▶ _Task item_
Output all of the listing below, leaving every line unchanged.

▶ _Supplied data_
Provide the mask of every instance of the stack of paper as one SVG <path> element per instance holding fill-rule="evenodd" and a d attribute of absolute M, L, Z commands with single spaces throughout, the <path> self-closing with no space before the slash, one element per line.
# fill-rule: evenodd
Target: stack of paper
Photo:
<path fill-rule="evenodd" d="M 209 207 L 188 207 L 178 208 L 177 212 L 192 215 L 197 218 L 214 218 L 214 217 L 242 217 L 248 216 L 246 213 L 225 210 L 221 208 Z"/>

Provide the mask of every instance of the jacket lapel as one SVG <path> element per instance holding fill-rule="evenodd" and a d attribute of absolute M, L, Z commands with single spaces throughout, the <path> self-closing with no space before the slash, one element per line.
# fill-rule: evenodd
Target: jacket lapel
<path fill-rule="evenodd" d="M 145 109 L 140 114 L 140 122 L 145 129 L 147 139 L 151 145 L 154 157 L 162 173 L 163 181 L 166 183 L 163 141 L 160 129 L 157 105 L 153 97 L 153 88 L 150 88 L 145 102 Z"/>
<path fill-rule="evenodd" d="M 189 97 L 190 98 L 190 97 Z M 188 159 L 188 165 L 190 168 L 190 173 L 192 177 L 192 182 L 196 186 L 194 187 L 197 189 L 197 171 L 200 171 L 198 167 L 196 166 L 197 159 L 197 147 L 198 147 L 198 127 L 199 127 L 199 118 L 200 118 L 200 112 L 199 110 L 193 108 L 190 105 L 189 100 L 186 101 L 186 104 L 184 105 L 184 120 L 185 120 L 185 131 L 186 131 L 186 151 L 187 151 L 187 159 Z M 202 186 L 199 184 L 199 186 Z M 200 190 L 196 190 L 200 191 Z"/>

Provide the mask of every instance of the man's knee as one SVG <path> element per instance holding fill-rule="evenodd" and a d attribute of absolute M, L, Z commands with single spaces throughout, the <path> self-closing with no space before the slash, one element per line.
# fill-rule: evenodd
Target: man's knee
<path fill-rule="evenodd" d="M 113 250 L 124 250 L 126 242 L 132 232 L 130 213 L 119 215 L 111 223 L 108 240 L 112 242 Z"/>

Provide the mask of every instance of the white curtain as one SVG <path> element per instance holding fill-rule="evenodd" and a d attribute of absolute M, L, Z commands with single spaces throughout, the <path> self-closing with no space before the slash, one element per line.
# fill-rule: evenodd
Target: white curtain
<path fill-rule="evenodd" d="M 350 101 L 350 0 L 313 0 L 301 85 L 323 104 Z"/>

▶ _Solution_
Provide the mask of every instance of the stack of paper as one SVG <path> element per instance holding fill-rule="evenodd" and a d attribute of absolute M, L, Z commands with single spaces throughout, the <path> self-closing with no space before the slash, one element per line.
# fill-rule: evenodd
Target: stack of paper
Photo:
<path fill-rule="evenodd" d="M 209 207 L 188 207 L 178 208 L 177 212 L 192 215 L 197 218 L 214 218 L 214 217 L 242 217 L 248 216 L 246 213 L 225 210 L 221 208 Z"/>

Provide the mask of every instance of the jacket lapel as one SVG <path> element per instance holding fill-rule="evenodd" and a d attribute of absolute M, L, Z commands with single spaces throughout, the <path> self-closing with no space before the slash, one element per line.
# fill-rule: evenodd
Target: jacket lapel
<path fill-rule="evenodd" d="M 145 109 L 140 114 L 140 122 L 145 129 L 147 139 L 151 145 L 154 157 L 162 173 L 163 181 L 166 183 L 163 141 L 160 129 L 157 105 L 153 97 L 153 88 L 150 88 L 145 102 Z"/>
<path fill-rule="evenodd" d="M 189 97 L 190 98 L 190 97 Z M 188 159 L 188 165 L 190 168 L 190 173 L 192 177 L 192 182 L 196 186 L 194 187 L 197 189 L 197 171 L 200 171 L 198 167 L 196 166 L 197 159 L 197 147 L 198 147 L 198 127 L 199 127 L 199 118 L 200 118 L 200 112 L 199 110 L 193 108 L 190 105 L 189 100 L 186 101 L 186 104 L 184 105 L 184 120 L 185 120 L 185 131 L 186 131 L 186 151 L 187 151 L 187 159 Z M 202 186 L 199 184 L 199 186 Z M 200 190 L 196 190 L 200 191 Z"/>

Provide the mask of every instance of the man's knee as one SVG <path> element per instance holding fill-rule="evenodd" and a d attribute of absolute M, L, Z commands with single spaces throughout, the <path> self-closing with no space before the slash, one element per line.
# fill-rule: evenodd
Target: man's knee
<path fill-rule="evenodd" d="M 113 250 L 124 250 L 126 242 L 132 232 L 130 213 L 119 215 L 111 223 L 108 240 L 112 242 Z"/>

Provide the mask of every instance of the white curtain as one SVG <path> element per instance holding fill-rule="evenodd" and a d attribute of absolute M, L, Z commands with single spaces throughout, the <path> self-closing with no space before the slash, one element per line.
# fill-rule: evenodd
Target: white curtain
<path fill-rule="evenodd" d="M 350 101 L 350 0 L 313 0 L 301 85 L 323 104 Z"/>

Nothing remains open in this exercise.